**Task goal**
Look through the lines below for the word "target", and copy every line that has it.

**Extracted data**
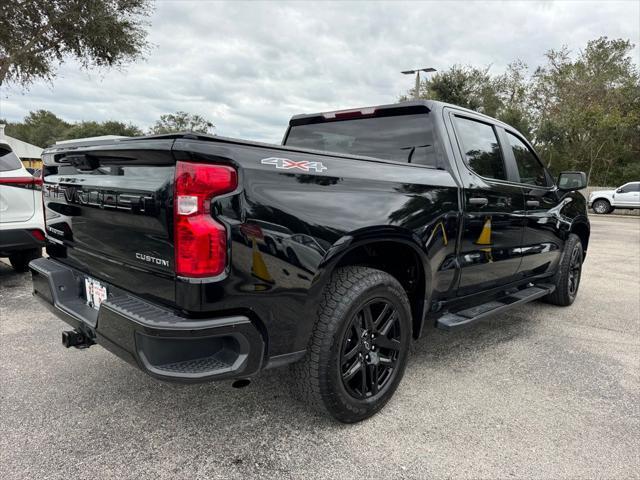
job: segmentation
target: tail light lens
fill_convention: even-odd
[[[0,177],[0,185],[13,185],[25,187],[42,185],[40,177]]]
[[[31,236],[39,242],[44,242],[44,232],[42,230],[31,230]]]
[[[237,172],[225,165],[178,162],[175,176],[175,270],[212,277],[227,264],[227,232],[211,216],[211,199],[235,190]]]

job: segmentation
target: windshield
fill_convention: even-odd
[[[437,166],[426,113],[296,125],[285,145]]]

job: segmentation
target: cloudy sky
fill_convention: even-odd
[[[640,43],[639,1],[187,2],[158,0],[153,49],[124,71],[69,62],[53,84],[0,92],[0,118],[47,109],[68,121],[143,128],[177,110],[225,136],[279,142],[296,113],[390,103],[413,85],[400,70],[535,67],[550,48],[601,35]],[[639,49],[634,56],[638,61]],[[639,61],[640,63],[640,61]]]

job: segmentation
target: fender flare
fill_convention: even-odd
[[[422,248],[419,237],[412,231],[402,227],[388,225],[381,227],[367,227],[350,232],[336,240],[327,250],[313,278],[311,288],[308,292],[308,313],[311,313],[311,309],[317,305],[319,296],[322,295],[322,291],[329,283],[331,275],[346,255],[363,246],[382,242],[406,245],[414,251],[417,258],[420,260],[422,273],[421,280],[424,283],[424,289],[420,292],[422,304],[418,309],[420,312],[419,318],[413,318],[414,337],[417,338],[420,332],[422,332],[425,317],[429,312],[433,270],[431,262],[429,261],[425,250]],[[412,308],[412,310],[414,309]],[[412,314],[413,313],[415,312],[412,311]]]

**Task answer**
target: tail light lens
target: windshield
target: cloudy sky
target: fender flare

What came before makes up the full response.